(PROMPT): Copy the lines below verbatim, but only from the line containing "Target: red tail light" through the end of the data.

★ ★ ★ ★ ★ ★ ★

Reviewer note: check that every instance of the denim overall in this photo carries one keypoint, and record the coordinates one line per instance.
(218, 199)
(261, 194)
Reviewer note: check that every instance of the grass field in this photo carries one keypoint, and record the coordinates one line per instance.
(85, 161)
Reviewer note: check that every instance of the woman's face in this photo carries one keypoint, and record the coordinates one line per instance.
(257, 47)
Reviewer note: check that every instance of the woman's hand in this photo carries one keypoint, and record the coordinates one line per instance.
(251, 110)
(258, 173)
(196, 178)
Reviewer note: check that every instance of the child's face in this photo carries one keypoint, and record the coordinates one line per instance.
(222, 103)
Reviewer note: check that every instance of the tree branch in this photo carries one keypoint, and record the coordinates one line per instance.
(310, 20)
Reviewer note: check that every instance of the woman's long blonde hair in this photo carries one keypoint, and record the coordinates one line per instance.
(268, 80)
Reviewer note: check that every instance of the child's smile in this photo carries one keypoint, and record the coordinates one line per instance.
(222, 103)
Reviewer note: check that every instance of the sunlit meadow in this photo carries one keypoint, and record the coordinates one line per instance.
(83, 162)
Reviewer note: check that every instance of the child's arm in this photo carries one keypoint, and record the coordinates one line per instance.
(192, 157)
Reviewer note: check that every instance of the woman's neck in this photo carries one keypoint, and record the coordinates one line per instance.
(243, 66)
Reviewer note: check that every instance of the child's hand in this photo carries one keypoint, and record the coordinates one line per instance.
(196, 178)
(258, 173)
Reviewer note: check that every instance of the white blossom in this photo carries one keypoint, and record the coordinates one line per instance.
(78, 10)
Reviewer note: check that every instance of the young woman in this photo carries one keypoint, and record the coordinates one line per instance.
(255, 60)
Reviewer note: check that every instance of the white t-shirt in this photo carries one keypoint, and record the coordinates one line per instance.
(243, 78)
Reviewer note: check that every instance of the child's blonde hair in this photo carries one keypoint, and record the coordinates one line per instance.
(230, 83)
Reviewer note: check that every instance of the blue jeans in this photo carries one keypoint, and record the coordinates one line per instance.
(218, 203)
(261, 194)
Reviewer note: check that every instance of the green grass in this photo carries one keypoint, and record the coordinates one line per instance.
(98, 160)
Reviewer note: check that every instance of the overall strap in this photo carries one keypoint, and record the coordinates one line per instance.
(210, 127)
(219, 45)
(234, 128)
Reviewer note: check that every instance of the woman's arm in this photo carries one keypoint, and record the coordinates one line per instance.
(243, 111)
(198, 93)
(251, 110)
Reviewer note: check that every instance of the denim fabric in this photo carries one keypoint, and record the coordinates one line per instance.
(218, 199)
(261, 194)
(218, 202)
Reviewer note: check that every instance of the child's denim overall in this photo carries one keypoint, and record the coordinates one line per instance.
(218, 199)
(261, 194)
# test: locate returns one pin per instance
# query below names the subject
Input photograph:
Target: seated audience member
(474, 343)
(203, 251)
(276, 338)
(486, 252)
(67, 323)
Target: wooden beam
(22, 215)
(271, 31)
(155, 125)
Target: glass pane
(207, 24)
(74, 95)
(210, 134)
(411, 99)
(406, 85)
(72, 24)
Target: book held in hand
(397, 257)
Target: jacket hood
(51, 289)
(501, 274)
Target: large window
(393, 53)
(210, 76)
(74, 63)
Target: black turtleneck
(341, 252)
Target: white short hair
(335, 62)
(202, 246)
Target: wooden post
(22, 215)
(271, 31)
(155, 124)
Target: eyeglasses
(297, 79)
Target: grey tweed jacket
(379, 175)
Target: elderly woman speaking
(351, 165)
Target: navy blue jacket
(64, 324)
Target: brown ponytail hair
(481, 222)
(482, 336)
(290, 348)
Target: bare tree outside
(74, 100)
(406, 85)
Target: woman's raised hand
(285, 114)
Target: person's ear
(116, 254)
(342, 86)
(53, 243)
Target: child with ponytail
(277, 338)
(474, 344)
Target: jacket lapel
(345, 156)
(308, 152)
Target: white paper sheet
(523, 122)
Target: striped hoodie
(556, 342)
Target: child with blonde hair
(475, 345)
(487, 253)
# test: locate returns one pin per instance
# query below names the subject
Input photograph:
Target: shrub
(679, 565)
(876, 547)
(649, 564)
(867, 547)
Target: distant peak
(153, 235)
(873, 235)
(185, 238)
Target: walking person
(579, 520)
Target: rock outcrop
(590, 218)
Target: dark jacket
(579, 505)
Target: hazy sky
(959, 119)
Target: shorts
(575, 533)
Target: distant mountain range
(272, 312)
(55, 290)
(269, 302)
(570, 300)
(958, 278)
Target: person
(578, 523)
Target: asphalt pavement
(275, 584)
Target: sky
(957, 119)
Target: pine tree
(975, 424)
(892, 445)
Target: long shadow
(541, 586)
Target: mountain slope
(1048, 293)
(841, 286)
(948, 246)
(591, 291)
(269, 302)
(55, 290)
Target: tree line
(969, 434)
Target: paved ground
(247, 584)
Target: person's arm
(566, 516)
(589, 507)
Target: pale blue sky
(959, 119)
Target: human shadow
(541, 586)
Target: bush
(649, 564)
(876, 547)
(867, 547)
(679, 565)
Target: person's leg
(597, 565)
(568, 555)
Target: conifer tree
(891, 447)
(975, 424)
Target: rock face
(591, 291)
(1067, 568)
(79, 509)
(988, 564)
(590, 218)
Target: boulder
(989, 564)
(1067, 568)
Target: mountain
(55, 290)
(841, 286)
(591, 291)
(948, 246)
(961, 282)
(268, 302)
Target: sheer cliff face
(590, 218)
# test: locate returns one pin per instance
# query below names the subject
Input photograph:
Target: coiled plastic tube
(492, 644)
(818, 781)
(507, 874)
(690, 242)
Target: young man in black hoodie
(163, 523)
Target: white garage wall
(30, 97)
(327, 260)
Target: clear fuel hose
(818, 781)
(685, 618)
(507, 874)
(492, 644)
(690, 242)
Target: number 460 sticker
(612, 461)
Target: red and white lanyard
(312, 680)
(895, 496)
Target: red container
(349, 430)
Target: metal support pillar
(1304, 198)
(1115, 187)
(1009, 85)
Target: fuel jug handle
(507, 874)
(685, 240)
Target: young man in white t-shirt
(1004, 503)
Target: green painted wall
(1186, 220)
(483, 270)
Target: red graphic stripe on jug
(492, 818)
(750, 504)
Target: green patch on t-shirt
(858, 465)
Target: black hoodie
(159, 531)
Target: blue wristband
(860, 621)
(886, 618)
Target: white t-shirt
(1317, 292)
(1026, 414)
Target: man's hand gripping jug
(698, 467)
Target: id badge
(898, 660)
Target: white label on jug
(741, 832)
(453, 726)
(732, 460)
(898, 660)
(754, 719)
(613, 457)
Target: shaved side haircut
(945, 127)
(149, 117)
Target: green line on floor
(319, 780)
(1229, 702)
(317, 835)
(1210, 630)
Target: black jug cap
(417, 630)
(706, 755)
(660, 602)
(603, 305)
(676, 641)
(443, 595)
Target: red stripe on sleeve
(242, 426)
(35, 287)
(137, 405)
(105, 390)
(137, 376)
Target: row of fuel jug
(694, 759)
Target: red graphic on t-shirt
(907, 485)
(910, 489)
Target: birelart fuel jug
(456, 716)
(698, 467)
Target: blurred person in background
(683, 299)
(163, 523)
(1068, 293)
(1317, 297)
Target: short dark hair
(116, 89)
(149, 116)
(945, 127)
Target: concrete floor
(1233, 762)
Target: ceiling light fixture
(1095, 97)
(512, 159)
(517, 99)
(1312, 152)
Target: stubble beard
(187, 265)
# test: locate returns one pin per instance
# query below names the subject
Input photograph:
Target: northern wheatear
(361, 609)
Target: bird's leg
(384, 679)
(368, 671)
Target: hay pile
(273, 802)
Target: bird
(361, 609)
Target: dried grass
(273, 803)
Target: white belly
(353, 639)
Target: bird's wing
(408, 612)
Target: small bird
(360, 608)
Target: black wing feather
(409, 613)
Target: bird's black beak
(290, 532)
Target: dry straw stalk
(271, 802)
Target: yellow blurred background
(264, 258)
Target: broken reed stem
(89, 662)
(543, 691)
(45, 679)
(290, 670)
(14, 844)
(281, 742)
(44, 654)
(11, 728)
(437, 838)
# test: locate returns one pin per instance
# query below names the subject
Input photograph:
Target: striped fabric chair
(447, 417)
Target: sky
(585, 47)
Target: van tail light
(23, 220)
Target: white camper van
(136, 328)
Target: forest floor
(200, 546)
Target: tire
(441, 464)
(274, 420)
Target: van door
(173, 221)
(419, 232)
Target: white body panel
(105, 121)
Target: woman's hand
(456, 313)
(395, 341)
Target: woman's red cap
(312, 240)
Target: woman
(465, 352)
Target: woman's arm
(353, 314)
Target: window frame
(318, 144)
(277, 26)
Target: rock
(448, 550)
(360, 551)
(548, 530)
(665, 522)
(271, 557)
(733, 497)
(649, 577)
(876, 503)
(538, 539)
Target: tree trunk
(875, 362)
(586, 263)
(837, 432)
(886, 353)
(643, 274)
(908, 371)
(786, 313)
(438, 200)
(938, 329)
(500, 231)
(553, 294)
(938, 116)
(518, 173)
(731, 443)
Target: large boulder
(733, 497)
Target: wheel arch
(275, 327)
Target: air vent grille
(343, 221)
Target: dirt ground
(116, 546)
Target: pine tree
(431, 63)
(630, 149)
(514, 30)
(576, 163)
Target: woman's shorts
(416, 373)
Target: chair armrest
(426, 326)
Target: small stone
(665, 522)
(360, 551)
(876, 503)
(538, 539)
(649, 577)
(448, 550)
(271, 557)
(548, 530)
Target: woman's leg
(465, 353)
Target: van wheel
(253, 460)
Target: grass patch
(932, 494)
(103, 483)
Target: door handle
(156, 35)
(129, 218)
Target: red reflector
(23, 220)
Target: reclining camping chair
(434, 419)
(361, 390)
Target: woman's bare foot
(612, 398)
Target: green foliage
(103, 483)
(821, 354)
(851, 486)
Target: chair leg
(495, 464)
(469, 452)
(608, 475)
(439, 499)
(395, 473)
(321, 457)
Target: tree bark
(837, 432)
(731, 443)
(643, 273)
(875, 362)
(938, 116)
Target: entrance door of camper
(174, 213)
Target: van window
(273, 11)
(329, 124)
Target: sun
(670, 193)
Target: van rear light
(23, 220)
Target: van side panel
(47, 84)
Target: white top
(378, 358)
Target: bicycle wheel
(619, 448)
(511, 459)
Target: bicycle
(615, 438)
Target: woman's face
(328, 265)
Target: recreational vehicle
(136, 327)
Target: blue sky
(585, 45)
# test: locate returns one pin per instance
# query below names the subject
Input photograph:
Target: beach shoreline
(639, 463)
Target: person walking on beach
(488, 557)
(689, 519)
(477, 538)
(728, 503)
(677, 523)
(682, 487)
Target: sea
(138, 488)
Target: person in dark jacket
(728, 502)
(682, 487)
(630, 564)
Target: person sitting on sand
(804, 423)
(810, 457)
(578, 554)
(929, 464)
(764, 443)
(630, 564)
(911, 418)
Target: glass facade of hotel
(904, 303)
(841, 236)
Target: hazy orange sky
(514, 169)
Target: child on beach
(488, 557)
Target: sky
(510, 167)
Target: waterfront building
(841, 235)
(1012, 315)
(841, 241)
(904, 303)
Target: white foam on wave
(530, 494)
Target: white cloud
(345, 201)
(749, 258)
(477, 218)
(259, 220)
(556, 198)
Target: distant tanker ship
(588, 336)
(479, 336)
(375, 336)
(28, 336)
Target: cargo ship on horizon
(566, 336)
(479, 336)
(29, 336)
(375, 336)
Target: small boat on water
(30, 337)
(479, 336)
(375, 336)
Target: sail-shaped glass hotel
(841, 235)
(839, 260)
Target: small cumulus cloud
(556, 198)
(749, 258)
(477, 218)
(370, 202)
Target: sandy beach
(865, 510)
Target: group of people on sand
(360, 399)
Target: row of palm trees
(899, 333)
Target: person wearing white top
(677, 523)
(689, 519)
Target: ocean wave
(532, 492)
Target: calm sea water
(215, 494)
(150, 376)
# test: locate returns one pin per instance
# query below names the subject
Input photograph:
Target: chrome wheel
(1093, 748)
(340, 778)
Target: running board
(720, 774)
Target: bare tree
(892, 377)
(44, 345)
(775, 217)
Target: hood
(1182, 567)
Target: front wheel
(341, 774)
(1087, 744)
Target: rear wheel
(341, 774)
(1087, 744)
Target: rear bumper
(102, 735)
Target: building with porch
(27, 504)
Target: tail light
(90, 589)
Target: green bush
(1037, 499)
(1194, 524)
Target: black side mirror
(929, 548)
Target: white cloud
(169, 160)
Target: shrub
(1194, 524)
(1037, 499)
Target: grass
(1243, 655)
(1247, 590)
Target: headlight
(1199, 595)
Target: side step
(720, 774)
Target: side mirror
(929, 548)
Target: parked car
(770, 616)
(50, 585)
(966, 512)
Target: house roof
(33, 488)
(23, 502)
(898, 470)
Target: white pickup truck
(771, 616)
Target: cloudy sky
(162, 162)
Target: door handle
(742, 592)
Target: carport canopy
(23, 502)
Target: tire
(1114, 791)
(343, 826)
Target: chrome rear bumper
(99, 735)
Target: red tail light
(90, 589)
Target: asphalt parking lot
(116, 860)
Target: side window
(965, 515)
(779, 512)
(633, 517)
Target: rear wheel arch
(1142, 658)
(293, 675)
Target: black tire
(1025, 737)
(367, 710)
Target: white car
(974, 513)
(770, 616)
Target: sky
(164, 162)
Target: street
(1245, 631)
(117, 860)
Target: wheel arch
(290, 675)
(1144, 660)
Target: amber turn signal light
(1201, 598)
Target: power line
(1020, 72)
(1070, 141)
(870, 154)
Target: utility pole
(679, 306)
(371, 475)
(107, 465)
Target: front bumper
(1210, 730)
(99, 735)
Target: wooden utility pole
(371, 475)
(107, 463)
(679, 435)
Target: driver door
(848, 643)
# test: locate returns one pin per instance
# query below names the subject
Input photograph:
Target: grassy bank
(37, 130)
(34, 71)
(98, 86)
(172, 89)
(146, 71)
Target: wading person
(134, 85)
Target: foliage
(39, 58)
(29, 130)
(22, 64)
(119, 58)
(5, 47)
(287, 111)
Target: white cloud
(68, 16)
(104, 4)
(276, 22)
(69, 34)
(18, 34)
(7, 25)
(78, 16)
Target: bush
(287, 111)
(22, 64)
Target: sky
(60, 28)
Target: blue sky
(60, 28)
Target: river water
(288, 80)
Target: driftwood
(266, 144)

★ ★ ★ ★ ★ ★ ★

(TASK ANSWER):
Target: red tail light
(90, 589)
Target: asphalt parking lot
(116, 860)
Target: side window
(965, 515)
(779, 512)
(633, 517)
Target: rear wheel arch
(1142, 658)
(293, 675)
Target: black tire
(1025, 737)
(367, 710)
Target: white car
(974, 513)
(770, 616)
Target: sky
(164, 162)
Target: street
(1245, 631)
(117, 860)
Target: wheel arch
(290, 675)
(1144, 660)
Target: amber turn signal light
(1201, 598)
Target: power line
(1020, 72)
(1070, 141)
(870, 154)
Target: utility pole
(679, 306)
(371, 475)
(107, 465)
Target: front bumper
(1210, 730)
(99, 735)
Target: wooden utility pole
(371, 475)
(107, 463)
(679, 435)
Target: driver door
(848, 643)
# test: locate returns one pin per instance
# query below names the subject
Input photograph:
Target: grassy bank
(37, 130)
(34, 71)
(98, 86)
(172, 89)
(146, 71)
Target: wading person
(134, 85)
Target: foliage
(39, 58)
(29, 130)
(22, 64)
(119, 58)
(5, 47)
(287, 111)
Target: white cloud
(68, 16)
(104, 4)
(276, 22)
(69, 34)
(18, 34)
(7, 25)
(78, 16)
Target: bush
(287, 111)
(22, 64)
Target: sky
(60, 28)
Target: blue sky
(60, 28)
Target: river water
(288, 80)
Target: driftwood
(266, 144)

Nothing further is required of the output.